--- START ---

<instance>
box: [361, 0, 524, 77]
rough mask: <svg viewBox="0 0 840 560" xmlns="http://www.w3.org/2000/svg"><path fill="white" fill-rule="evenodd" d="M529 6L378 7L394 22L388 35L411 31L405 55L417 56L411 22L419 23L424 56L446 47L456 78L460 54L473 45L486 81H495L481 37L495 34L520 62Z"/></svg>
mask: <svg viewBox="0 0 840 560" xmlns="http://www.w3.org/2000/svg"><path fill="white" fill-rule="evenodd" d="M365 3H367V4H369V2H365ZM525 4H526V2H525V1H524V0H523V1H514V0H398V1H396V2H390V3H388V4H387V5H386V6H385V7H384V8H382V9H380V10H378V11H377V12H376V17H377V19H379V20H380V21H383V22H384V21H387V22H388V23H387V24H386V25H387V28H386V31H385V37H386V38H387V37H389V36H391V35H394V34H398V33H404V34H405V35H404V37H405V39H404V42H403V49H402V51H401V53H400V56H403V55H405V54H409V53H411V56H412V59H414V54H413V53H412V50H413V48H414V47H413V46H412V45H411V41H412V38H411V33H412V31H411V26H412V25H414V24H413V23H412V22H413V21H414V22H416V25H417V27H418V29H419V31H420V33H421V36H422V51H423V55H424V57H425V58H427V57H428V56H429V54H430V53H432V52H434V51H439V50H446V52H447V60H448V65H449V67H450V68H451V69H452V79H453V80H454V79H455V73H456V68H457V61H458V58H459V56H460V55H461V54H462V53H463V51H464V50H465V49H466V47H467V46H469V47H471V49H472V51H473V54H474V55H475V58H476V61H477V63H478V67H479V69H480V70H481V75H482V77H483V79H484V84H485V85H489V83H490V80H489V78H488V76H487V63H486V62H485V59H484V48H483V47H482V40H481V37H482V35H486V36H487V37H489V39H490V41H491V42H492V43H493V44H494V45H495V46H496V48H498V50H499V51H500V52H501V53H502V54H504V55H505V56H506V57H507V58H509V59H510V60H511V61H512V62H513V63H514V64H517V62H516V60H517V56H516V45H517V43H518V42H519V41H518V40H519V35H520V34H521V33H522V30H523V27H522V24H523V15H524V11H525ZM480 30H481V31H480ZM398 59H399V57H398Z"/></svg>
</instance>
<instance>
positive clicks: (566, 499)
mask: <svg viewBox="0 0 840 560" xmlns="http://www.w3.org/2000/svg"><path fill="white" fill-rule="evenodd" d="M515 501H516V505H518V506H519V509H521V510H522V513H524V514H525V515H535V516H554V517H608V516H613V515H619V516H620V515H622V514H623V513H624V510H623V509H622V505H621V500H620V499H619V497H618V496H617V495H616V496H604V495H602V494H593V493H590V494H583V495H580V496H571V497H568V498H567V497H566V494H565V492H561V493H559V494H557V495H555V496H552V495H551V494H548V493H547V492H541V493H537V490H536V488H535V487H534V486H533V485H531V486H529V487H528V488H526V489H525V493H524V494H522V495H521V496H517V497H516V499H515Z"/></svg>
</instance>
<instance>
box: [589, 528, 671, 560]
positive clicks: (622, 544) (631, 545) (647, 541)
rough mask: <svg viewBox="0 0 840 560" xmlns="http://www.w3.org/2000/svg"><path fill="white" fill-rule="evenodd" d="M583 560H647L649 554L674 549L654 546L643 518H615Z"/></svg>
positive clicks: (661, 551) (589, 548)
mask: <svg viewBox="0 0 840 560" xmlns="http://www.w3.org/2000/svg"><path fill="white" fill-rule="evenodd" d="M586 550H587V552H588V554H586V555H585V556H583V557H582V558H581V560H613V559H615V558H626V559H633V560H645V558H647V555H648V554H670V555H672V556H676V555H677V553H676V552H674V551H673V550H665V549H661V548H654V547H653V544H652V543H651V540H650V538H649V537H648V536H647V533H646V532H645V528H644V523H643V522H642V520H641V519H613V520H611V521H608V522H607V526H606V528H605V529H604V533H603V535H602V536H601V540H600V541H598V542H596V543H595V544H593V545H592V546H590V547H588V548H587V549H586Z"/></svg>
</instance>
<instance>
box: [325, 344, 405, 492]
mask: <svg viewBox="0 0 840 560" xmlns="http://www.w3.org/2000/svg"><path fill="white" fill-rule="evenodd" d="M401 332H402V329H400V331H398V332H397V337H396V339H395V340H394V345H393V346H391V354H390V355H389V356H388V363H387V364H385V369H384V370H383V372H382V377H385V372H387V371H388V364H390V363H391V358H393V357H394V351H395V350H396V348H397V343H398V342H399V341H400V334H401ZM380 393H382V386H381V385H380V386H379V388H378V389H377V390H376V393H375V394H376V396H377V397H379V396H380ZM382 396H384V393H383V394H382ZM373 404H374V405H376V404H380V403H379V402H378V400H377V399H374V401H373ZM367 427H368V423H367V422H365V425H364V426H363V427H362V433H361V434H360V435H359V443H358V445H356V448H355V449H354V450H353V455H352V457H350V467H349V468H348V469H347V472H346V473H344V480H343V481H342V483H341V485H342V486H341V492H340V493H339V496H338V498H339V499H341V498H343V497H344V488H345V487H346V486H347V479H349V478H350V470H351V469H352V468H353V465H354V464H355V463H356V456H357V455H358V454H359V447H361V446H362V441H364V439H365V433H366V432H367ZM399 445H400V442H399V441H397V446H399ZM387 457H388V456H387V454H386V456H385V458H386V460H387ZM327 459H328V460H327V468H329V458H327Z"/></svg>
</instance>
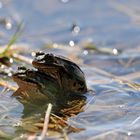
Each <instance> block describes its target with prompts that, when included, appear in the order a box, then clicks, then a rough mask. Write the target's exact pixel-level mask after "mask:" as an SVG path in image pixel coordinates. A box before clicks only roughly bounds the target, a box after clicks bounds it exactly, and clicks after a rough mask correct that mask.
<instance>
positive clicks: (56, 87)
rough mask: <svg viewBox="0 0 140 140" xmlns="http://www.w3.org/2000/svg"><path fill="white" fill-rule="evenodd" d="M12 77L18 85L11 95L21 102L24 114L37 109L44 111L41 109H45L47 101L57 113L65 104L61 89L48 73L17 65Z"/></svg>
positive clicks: (62, 93) (47, 103)
mask: <svg viewBox="0 0 140 140" xmlns="http://www.w3.org/2000/svg"><path fill="white" fill-rule="evenodd" d="M12 78H13V80H14V81H15V82H16V83H17V84H18V86H19V88H18V89H17V90H16V91H15V92H14V93H13V95H12V96H13V97H16V98H17V100H18V101H19V102H20V103H22V104H23V106H24V111H23V114H24V116H27V114H28V115H30V113H33V112H38V111H39V110H40V112H45V110H42V109H46V108H47V105H48V104H49V103H51V104H52V105H53V109H52V112H53V113H55V114H58V113H59V111H60V109H62V108H63V106H65V104H67V103H66V102H67V100H66V95H65V93H64V92H63V89H62V88H61V87H60V86H59V84H58V82H57V81H56V80H55V79H54V78H53V77H51V76H50V75H46V74H44V73H42V72H40V71H37V70H33V69H26V68H25V67H19V68H18V70H17V72H16V73H14V74H13V75H12ZM62 100H63V103H62ZM35 110H36V111H35Z"/></svg>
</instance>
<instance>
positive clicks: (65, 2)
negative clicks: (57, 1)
mask: <svg viewBox="0 0 140 140" xmlns="http://www.w3.org/2000/svg"><path fill="white" fill-rule="evenodd" d="M61 2H63V3H67V2H69V0H61Z"/></svg>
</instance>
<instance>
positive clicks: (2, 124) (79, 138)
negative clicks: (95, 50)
mask: <svg viewBox="0 0 140 140" xmlns="http://www.w3.org/2000/svg"><path fill="white" fill-rule="evenodd" d="M139 5H140V1H139V0H133V1H132V0H127V1H126V0H118V1H111V0H106V1H103V0H86V1H85V0H39V1H38V0H24V1H23V0H0V44H1V45H4V44H6V43H7V42H8V41H9V39H10V38H11V36H12V35H13V34H14V32H15V30H16V27H17V25H18V24H19V23H20V22H21V21H23V22H24V30H23V33H22V35H21V37H20V38H19V39H18V41H17V42H19V43H25V44H28V45H30V47H31V49H32V50H40V49H42V48H43V47H42V46H45V45H46V44H53V43H57V44H63V45H64V47H62V48H61V49H54V48H52V49H48V50H47V49H46V50H45V51H46V52H55V53H58V54H61V55H65V56H67V57H69V56H70V55H73V54H75V55H76V56H77V57H78V58H79V59H80V60H82V62H83V63H82V64H81V67H82V69H83V71H84V72H85V74H86V80H87V83H88V87H89V88H90V89H93V90H94V100H93V102H91V103H90V104H89V105H88V106H87V108H86V110H85V112H83V113H80V114H79V115H78V116H76V117H74V118H71V119H70V120H69V121H70V123H74V125H76V126H80V127H82V128H85V130H84V131H82V132H80V133H78V134H77V133H74V134H69V137H70V138H71V139H72V140H74V139H80V140H85V139H88V140H93V139H112V137H113V139H116V140H117V139H120V140H121V139H122V140H123V139H125V140H126V139H130V140H131V139H137V140H138V139H139V137H140V134H139V130H140V112H139V111H140V104H139V100H140V95H139V94H140V91H139V90H140V88H138V89H134V88H132V87H130V86H128V84H122V83H121V82H118V81H116V80H114V79H113V78H112V77H111V75H112V74H113V75H115V76H119V78H125V79H127V80H129V81H130V82H139V81H140V55H139V54H140V8H139ZM84 42H90V43H94V44H95V46H96V47H97V48H111V49H114V48H115V49H118V50H121V51H122V53H121V54H120V55H108V54H104V53H99V54H94V53H92V52H91V53H90V52H88V51H87V52H85V51H84V50H83V46H82V45H81V46H80V45H79V44H83V43H84ZM71 43H72V44H71ZM73 44H74V45H77V44H78V47H76V46H73ZM65 45H66V46H65ZM77 63H78V62H77ZM100 70H103V71H105V72H107V74H103V72H101V71H100ZM2 98H5V101H6V100H7V97H5V96H4V97H2ZM8 100H11V99H10V98H8ZM13 102H14V105H13ZM13 102H12V101H10V102H8V103H9V104H10V106H11V105H13V108H14V107H15V105H16V102H17V101H16V100H14V101H13ZM4 104H5V103H3V102H1V100H0V106H1V105H4ZM5 106H7V103H6V104H5ZM13 108H12V109H11V110H12V111H13ZM3 109H4V108H3ZM0 110H1V109H0ZM1 112H2V111H0V117H1V118H2V117H3V114H2V113H1ZM18 113H19V116H18V117H19V118H20V113H21V112H20V110H19V111H18ZM10 116H11V115H10ZM1 120H2V119H1ZM11 120H12V119H11ZM74 120H76V122H77V123H76V124H75V122H74ZM8 123H9V122H8ZM12 123H14V121H12ZM0 125H1V126H2V125H3V124H2V121H0Z"/></svg>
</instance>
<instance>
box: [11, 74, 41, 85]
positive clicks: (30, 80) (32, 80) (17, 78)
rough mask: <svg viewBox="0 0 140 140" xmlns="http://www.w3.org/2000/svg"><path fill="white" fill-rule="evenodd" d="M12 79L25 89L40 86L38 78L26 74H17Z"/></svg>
mask: <svg viewBox="0 0 140 140" xmlns="http://www.w3.org/2000/svg"><path fill="white" fill-rule="evenodd" d="M12 77H13V80H14V81H15V82H17V83H18V84H19V86H22V85H23V86H25V87H27V86H28V87H29V86H32V87H37V86H39V85H40V83H39V81H37V80H36V79H35V77H36V76H35V77H33V76H29V75H28V74H26V73H16V74H13V75H12Z"/></svg>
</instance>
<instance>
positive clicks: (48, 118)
mask: <svg viewBox="0 0 140 140" xmlns="http://www.w3.org/2000/svg"><path fill="white" fill-rule="evenodd" d="M51 110H52V104H48V108H47V111H46V115H45V120H44V127H43V131H42V133H41V135H40V137H39V140H44V139H45V137H46V133H47V130H48V124H49V117H50V113H51Z"/></svg>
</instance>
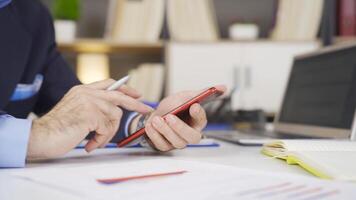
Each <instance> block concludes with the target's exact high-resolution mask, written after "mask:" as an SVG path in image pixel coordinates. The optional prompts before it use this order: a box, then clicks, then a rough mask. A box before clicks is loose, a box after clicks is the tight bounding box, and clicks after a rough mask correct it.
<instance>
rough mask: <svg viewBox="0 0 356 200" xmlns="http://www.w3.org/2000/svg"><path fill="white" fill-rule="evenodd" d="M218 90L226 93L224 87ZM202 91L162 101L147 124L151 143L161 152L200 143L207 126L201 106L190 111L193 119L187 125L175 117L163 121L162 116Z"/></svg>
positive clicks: (148, 120)
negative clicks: (161, 151)
mask: <svg viewBox="0 0 356 200" xmlns="http://www.w3.org/2000/svg"><path fill="white" fill-rule="evenodd" d="M217 88H218V90H220V91H222V92H225V90H226V88H225V87H224V86H217ZM199 92H200V91H187V92H180V93H178V94H175V95H172V96H169V97H166V98H165V99H163V100H162V101H161V103H160V104H159V106H158V108H157V110H156V111H155V112H154V113H153V115H152V116H151V117H150V119H148V120H147V123H146V124H145V127H146V129H145V130H146V133H147V136H148V138H149V139H150V142H151V143H152V144H153V145H154V147H155V148H156V149H158V150H160V151H169V150H172V149H182V148H184V147H186V146H187V145H188V144H196V143H199V141H200V139H201V138H202V133H201V131H202V130H203V128H204V127H205V126H206V124H207V119H206V114H205V111H204V109H203V108H202V107H201V106H200V105H199V104H193V105H192V106H191V107H190V109H189V114H190V117H191V120H190V123H189V124H187V123H185V122H184V121H182V120H181V119H179V118H178V117H176V116H174V115H168V116H167V117H166V119H163V118H162V117H160V116H162V115H164V114H165V113H167V112H169V111H170V110H172V109H174V108H176V107H177V106H179V105H181V104H183V103H185V102H186V101H188V100H189V99H191V98H193V97H194V96H196V95H197V94H199Z"/></svg>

--- END ---

* _Work item_:
Select every line of the material above that contains the word "negative".

* _Response below_:
negative clicks: (57, 1)
negative clicks: (95, 50)
negative clicks: (161, 151)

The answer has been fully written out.